Set problem:
Can the data below be set down again exactly, line for line?

Supplied records:
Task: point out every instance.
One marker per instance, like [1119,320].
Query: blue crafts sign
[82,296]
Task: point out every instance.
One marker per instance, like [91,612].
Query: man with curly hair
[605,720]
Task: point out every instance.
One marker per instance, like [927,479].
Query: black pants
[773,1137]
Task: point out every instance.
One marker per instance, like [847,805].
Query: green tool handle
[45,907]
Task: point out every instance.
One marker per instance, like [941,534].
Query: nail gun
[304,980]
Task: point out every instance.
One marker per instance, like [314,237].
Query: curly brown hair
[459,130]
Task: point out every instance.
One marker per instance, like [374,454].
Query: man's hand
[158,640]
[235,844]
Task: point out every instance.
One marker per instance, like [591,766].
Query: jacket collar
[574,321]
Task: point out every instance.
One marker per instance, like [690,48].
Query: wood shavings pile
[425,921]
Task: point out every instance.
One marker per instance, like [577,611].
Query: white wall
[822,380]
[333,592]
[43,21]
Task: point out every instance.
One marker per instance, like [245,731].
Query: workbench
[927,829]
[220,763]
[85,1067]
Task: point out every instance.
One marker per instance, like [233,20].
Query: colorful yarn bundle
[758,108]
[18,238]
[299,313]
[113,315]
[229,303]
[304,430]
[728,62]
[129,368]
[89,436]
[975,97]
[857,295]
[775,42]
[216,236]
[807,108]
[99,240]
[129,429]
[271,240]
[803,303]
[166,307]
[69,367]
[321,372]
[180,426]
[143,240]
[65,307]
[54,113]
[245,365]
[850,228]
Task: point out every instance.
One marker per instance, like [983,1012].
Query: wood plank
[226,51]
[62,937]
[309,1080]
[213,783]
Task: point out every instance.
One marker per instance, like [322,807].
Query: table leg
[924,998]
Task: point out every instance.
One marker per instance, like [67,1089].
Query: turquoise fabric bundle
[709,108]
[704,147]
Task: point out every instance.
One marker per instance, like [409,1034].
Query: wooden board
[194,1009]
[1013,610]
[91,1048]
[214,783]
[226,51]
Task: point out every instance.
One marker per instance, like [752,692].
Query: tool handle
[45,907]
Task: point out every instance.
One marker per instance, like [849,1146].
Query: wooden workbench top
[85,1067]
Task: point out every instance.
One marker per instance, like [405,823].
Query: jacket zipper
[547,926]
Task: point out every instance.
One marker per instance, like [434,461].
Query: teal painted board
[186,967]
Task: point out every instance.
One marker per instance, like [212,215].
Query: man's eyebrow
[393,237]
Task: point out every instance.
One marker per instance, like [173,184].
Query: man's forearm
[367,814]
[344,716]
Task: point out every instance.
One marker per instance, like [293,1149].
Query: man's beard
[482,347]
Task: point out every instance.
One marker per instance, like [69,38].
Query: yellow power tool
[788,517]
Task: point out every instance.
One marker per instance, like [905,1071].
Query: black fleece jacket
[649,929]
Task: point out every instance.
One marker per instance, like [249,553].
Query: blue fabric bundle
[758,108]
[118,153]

Answer to the problem:
Task: point out every instance.
One marker per instance, like [1119,320].
Query: blue crafts sign
[82,296]
Task: point out every instance.
One marker per instance, like [91,612].
Query: man with curly hair
[605,720]
Task: point out every instance.
One marker per instance, like [927,479].
Query: black pants
[773,1137]
Task: point out every instance.
One marker per instance, like [847,805].
Query: green tool handle
[45,907]
Task: point out every instance.
One marker per instance, like [941,534].
Query: nail gun
[304,980]
Task: point out every instance.
One marker per instance, like [314,237].
Query: curly brown hair
[459,130]
Task: point out every instance.
One marker per instance, like [374,454].
Query: man's hand
[158,640]
[235,844]
Task: point out every instance.
One marker per instance, like [591,766].
Query: jacket collar
[574,321]
Task: point out every instance.
One marker per instance, like [690,48].
Query: wood shavings pile
[425,921]
Task: point out every instance.
One marker per instance, like [577,611].
Query: white wall
[822,380]
[333,592]
[43,21]
Task: point out every instance.
One marker per instance, like [245,731].
Query: workbench
[927,829]
[220,763]
[85,1067]
Task: point out every instance.
One marker per instance, like [233,20].
Query: colorful yarn bundle
[758,108]
[18,238]
[299,313]
[113,315]
[229,303]
[304,430]
[728,62]
[129,368]
[89,436]
[975,97]
[857,295]
[775,42]
[216,236]
[807,108]
[99,240]
[129,429]
[271,240]
[803,303]
[166,307]
[69,367]
[321,372]
[180,426]
[143,240]
[65,307]
[54,113]
[245,365]
[850,228]
Task: point out every instance.
One marker per instance, like [983,1012].
Query: wood plank
[226,51]
[62,937]
[309,1080]
[213,783]
Task: point out every instance.
One marker per instance, like [322,807].
Query: table leg
[924,998]
Task: point out every instance.
One marker per instance, like [67,1089].
Query: turquoise fabric bundle
[709,108]
[704,147]
Task: point out every instance.
One marker per instance, like [409,1034].
Query: wooden board
[194,1009]
[1013,610]
[91,1048]
[214,783]
[226,51]
Task: point out every instance.
One marker per instance, like [752,692].
Query: tool handle
[45,907]
Task: point out every instance.
One marker per instance, like [849,1146].
Query: wooden workbench top
[85,1067]
Task: point out every instance.
One marker per instance, like [405,823].
Query: jacket zipper
[547,926]
Task: point out every instance.
One marker per instance, like [434,461].
Query: teal painted board
[186,967]
Task: point out every instance.
One marker per instance, like [212,215].
Query: man's eyebrow
[393,237]
Task: point out every instance.
One marker per instance, like [173,184].
Query: man's forearm
[367,814]
[344,716]
Task: point out every instance.
One marker per instance, like [293,1149].
Query: man's beard
[482,347]
Task: point out every instance.
One marker per instance, like [69,38].
Query: yellow power tool
[788,517]
Task: point out every instance.
One marker per instance, like [905,1071].
Query: black fleece jacket
[649,929]
Task: point out every instance.
One marker per instance, like [249,553].
Query: blue fabric bundle
[758,108]
[118,153]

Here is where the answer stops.